→ WRITTEN REQUEST: Please pick out and copy each line of the items below that contains the string "asked".

→ Data items:

++++++++++

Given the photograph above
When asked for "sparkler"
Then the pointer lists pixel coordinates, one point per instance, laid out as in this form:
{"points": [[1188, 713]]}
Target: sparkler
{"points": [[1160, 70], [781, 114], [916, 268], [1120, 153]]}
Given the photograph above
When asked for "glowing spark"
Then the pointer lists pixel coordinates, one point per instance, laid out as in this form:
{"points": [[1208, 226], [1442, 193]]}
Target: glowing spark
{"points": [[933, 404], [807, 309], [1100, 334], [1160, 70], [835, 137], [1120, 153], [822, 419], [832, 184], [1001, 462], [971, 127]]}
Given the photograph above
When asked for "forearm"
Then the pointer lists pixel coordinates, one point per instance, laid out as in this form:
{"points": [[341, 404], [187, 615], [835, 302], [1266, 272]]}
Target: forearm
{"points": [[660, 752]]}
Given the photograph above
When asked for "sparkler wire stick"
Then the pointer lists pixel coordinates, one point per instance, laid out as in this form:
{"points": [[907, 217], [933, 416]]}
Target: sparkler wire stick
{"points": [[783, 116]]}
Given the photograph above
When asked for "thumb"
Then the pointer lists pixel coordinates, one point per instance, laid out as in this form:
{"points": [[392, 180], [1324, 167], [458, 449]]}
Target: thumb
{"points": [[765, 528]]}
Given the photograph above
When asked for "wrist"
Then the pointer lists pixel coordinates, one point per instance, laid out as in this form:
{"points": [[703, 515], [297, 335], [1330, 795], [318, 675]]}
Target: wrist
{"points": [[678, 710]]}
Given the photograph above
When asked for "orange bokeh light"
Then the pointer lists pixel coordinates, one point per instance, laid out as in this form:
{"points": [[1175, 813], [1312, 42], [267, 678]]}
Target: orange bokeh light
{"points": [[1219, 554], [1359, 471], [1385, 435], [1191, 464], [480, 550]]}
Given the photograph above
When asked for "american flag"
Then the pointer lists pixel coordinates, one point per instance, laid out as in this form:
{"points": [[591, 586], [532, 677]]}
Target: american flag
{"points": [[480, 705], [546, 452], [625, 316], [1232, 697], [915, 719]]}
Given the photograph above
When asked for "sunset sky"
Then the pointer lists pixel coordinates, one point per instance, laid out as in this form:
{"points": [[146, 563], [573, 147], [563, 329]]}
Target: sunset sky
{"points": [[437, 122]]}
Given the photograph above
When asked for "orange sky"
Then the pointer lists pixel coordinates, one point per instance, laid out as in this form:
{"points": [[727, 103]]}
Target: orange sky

++++++++++

→ EXERCISE RESULT:
When asked for "sparkler"
When asked for "glowing spark"
When asked for "forearm"
When asked for "sparkler wire stick"
When asked for "thumb"
When asked for "wrist"
When asked for "orange bokeh light"
When asked for "american flag"
When asked for "sunset sky"
When asked for "orange sky"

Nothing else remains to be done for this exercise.